2018/03/29 13:28 ウェザーニュース

 他の国に例をみないお花見のスタイルから、日本人独自の歴史や精神性が見えてくる……。奈良時代の貴族の間では梅を愛でる文化があった。それが平安時代になると“日本らしさ”に関心が集まり、花の代表が日本土着の桜へと変わる。

 千年以上も続く花見文化を、国際日本文化研究センターの白幡洋三郎名誉教授がひもとく。
花見をする人たちでにぎわ う東京・台東区の上野公園。 この夜の人出は70万人(午後8時現在)とにぎわった。 撮影日1975年4月5日
 花を愛で楽しむ行為は世界中にみられる。飲食を共にする共食の習慣も各地にある。

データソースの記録
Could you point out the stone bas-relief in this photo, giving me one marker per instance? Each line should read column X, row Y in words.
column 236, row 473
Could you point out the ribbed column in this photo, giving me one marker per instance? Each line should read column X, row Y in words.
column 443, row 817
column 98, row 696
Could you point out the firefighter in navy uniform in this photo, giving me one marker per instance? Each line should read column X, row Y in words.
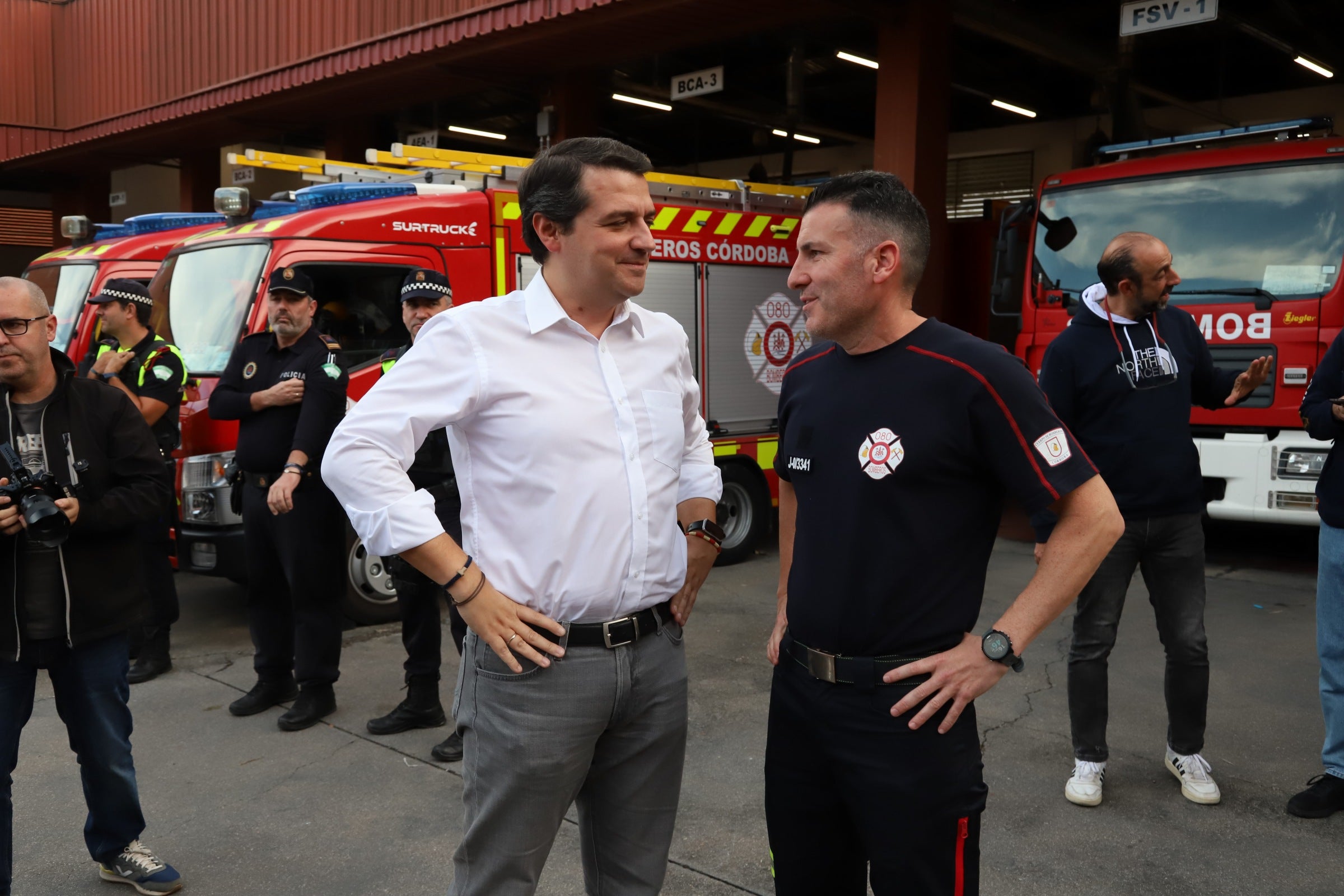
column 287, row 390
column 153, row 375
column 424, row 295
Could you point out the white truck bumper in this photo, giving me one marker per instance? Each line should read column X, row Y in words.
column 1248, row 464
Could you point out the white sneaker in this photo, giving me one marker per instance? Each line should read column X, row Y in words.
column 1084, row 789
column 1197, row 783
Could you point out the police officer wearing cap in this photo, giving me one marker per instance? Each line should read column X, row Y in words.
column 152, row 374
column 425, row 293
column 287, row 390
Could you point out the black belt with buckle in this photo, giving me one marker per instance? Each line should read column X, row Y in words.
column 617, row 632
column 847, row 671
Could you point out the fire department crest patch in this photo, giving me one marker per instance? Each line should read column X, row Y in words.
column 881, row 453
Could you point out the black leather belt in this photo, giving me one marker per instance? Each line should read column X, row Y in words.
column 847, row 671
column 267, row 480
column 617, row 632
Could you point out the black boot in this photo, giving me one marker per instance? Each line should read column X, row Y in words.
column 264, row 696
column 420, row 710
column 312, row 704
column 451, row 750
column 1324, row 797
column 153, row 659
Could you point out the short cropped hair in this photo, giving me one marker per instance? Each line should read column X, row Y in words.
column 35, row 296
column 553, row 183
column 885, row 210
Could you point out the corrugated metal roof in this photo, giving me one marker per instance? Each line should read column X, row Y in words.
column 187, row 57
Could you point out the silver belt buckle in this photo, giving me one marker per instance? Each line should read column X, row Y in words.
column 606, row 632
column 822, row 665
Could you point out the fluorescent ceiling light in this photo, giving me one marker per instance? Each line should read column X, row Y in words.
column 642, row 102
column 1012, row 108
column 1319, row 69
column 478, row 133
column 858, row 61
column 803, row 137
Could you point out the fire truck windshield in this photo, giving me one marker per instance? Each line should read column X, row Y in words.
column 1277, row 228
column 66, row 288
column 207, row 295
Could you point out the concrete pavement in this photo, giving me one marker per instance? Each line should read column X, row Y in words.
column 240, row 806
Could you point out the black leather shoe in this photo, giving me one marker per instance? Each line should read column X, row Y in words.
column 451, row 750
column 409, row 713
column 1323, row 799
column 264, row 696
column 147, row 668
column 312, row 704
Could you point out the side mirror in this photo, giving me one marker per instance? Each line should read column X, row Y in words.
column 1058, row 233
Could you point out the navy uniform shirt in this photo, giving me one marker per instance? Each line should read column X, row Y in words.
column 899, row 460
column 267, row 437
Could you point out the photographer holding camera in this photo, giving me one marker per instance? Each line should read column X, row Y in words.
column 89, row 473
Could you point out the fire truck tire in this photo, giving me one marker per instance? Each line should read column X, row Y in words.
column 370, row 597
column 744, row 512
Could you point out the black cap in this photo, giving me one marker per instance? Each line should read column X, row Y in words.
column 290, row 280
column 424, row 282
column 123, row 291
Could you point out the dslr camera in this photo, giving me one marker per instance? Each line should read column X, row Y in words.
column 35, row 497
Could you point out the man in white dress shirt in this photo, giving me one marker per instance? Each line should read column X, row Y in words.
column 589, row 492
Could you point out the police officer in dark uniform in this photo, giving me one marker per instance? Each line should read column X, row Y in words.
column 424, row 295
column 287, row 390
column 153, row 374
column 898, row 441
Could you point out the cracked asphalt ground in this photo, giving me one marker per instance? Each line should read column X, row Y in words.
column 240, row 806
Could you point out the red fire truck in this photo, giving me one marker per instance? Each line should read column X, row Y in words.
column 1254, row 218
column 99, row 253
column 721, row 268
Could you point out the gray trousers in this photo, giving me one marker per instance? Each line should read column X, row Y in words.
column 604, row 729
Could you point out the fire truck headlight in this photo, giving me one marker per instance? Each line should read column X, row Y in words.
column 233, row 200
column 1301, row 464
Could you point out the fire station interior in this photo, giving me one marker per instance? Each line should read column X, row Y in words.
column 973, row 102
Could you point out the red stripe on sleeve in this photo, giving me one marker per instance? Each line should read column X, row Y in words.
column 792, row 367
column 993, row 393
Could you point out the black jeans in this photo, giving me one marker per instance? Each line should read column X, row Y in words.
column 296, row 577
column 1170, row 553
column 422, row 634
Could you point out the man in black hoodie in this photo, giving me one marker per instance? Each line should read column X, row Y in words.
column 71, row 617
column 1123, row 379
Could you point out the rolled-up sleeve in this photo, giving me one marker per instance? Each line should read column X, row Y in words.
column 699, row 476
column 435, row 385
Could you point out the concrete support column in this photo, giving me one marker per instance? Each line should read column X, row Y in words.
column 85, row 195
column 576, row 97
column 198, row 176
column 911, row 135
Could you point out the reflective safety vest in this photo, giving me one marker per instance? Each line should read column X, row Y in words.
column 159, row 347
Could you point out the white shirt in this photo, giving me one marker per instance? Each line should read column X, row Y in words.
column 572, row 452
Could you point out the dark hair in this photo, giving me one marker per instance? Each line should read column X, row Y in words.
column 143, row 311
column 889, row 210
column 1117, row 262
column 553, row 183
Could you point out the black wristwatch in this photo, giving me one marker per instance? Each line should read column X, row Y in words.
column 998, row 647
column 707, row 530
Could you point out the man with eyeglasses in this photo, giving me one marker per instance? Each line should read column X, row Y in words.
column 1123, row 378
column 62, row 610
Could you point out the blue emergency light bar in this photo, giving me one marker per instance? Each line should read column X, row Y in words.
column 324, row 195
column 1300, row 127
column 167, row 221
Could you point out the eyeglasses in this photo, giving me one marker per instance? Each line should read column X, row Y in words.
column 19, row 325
==
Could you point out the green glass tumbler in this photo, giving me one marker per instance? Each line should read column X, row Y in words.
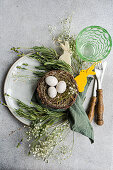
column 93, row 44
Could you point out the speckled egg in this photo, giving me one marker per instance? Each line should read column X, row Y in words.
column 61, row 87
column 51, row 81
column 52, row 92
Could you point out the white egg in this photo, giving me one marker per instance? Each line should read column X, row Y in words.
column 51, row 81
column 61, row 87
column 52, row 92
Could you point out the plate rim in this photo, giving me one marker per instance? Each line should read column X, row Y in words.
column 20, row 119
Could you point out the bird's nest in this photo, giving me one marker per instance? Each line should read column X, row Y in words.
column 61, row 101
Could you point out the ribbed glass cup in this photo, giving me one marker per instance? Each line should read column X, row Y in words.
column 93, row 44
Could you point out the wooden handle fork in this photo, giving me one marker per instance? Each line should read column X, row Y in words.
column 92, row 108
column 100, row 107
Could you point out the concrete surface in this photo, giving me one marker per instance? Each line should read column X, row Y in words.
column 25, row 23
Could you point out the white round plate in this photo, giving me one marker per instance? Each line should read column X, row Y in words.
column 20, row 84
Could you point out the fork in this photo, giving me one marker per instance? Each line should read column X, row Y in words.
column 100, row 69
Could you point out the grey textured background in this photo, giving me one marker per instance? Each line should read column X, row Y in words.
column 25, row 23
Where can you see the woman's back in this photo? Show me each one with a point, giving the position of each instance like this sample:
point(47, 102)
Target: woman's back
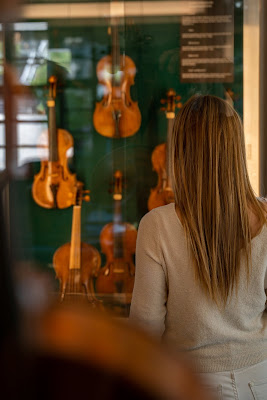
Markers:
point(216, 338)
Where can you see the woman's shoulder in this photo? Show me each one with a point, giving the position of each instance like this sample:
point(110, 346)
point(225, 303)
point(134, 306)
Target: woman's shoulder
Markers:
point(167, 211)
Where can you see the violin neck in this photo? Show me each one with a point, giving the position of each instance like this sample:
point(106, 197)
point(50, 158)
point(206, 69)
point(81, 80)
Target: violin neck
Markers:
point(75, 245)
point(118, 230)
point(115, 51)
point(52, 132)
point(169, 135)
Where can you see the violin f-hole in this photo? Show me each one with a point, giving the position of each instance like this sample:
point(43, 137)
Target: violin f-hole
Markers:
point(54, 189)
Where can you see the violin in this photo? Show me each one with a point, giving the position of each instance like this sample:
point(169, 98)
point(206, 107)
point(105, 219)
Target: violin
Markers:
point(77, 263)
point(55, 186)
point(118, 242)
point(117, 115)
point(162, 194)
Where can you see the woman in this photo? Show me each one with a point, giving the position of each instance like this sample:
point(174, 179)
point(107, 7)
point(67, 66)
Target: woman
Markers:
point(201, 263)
* * *
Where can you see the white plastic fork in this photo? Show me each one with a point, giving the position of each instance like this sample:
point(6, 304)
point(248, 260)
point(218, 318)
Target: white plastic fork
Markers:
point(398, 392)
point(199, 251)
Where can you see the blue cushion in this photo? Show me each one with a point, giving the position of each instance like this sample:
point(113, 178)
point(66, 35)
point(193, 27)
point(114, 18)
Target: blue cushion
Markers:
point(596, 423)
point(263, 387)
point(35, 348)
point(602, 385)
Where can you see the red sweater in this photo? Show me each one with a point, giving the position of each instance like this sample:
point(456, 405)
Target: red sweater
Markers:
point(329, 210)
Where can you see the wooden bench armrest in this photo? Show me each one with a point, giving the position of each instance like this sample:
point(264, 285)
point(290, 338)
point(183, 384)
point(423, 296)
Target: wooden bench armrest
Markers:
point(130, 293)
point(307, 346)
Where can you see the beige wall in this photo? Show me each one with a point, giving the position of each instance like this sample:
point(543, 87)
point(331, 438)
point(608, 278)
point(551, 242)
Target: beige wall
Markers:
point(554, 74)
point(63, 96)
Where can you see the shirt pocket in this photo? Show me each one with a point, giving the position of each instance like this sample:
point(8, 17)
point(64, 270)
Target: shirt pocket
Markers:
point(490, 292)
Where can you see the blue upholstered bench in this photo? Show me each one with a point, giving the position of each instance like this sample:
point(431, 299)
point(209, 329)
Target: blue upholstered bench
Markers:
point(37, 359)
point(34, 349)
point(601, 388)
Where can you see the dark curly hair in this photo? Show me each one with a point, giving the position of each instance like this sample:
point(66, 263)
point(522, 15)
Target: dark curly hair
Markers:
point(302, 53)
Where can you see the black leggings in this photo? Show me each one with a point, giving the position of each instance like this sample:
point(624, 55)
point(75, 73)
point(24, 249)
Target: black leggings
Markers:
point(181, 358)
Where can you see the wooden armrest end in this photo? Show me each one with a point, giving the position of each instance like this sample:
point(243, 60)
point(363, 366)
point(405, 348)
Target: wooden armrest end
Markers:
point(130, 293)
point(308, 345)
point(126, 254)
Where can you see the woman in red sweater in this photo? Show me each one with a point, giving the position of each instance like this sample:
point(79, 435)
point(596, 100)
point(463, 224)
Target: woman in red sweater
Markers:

**課題の目的:** 本文のうち、「2018/03/29 13:28 ウェザーニュース」を含む語句で始まり「幡洋三郎名誉教授がひもとく。」で終わる部分を、一字も変えずに書き写すこと。 この資料は本文とは関係がない。

**解答:**
2018/03/29 13:28 ウェザーニュース

 他の国に例をみないお花見のスタイルから、日本人独自の歴史や精神性が見えてくる……。奈良時代の貴族の間では梅を愛でる文化があった。それが平安時代になると“日本らしさ”に関心が集まり、花の代表が日本土着の桜へと変わる。

 千年以上も続く花見文化を、国際日本文化研究センターの白幡洋三郎名誉教授がひもとく。